IL DIRITTO DI ABITAZIONE IN CASO DI MORTE CONIUGE SEPARATO NON PIU’ CONVIVENTE


La Corte di Cassazione, con la sentenza 22 ottobre 2014, n. 22456, precisa che il diritto di abitazione sulla casa familiare, non può essere attribuito al coniuge superstite quando lo stesso sia legalmente separato e non più convivente nella casa oggetto della disposizione successoria.

In caso di separazione personale dei coniugi e di cessazione della convivenza, l’impossibilità di individuare una casa adibita a residenza familiare al momento dell’apertura della successione fa venire meno il presupposto oggettivo richiesto ai fini dell’attribuzione del diritto reale di abitazione al coniuge superstite.

L'art 540 c.c. riserva al coniuge del defunto il diritto di abitazione sulla casa adibita a residenza familiare e di uso dei mobili che la arredano.

L’art 548 c.c. attribuisce genericamente al coniuge separato cui non è stata addebitata la separazione, gli stessi diritti successori del coniuge non separato, si era ritenuta l’estensione automatica del diritto di abitazione.

Solo di recente la giurisprudenza di legittimità ha chiarito la questione dopo un decennio di contrastanti interpretazioni.

============================================================

▶ _Obiettivo 1_
Individua e copia ogni riga dell'elenco che contiene la stringa "post", tenendo conto di maiuscole e minuscole.
Il brano e l'elenco hanno origini diverse.

[Estratti di dati di puntamento]

============================================================

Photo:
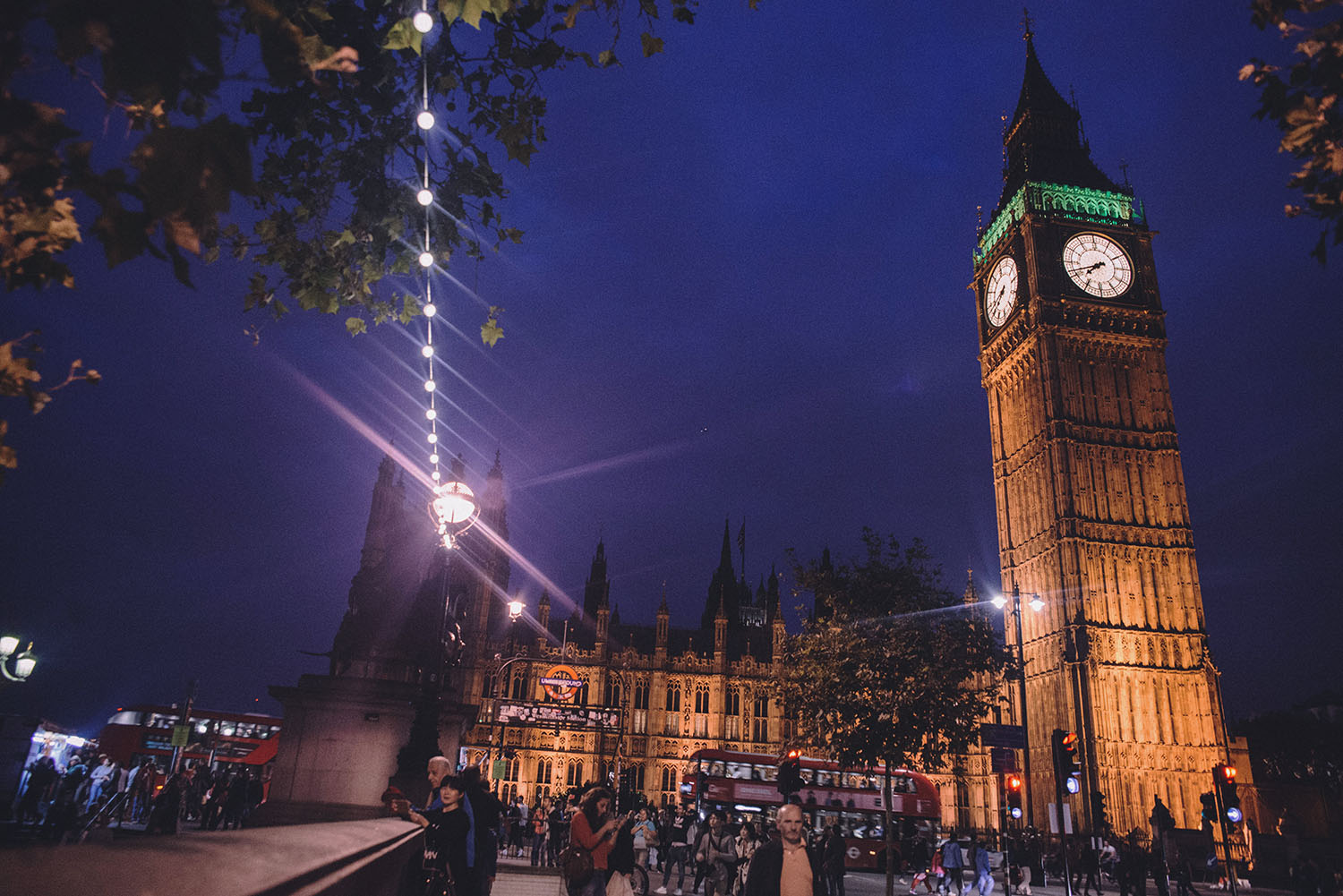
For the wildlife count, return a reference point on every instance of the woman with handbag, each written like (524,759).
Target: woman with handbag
(446,872)
(594,831)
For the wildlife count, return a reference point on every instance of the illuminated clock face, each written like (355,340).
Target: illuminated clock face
(1098,265)
(1001,292)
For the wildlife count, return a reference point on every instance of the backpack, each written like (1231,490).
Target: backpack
(577,864)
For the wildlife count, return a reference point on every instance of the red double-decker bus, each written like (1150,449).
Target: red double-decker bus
(747,783)
(227,739)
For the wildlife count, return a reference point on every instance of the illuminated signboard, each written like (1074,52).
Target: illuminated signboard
(561,683)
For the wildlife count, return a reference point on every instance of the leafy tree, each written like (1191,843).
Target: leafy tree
(21,378)
(892,670)
(1296,747)
(282,132)
(1303,101)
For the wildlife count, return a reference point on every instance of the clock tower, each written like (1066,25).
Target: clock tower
(1092,514)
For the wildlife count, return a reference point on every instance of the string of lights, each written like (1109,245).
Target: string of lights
(454,507)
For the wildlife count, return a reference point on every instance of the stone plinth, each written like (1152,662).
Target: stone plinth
(338,748)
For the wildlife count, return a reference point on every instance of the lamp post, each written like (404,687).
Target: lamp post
(1037,605)
(515,611)
(23,664)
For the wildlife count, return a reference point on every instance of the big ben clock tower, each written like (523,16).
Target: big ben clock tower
(1092,514)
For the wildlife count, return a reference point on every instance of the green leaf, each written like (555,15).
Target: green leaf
(403,37)
(652,46)
(491,332)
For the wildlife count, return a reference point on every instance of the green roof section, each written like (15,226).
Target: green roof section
(1060,201)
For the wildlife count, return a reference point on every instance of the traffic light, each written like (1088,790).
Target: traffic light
(1224,778)
(1100,818)
(790,774)
(1209,815)
(1012,783)
(1068,766)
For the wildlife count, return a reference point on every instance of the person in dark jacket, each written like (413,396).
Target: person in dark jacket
(786,866)
(834,860)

============================================================

▶ _Obiettivo 2_
Rispondi a queste domande sul brano relativo al diritto di abitazione:
(a) Quale sentenza della Corte di Cassazione viene citata?
(b) Quale articolo del codice civile riserva al coniuge del defunto il diritto di abitazione sulla casa adibita a residenza familiare?
(c) Dopo quanto tempo di interpretazioni contrastanti la giurisprudenza di legittimità ha chiarito la questione?

▶ _Soluzione scritta 1_
For the wildlife count, return a reference point on every instance of the lamp post, each written like (404,687).
Target: lamp post

▶ _Soluzione scritta 2_
(a) La sentenza 22 ottobre 2014, n. 22456.
(b) L'art. 540 c.c.
(c) Dopo un decennio.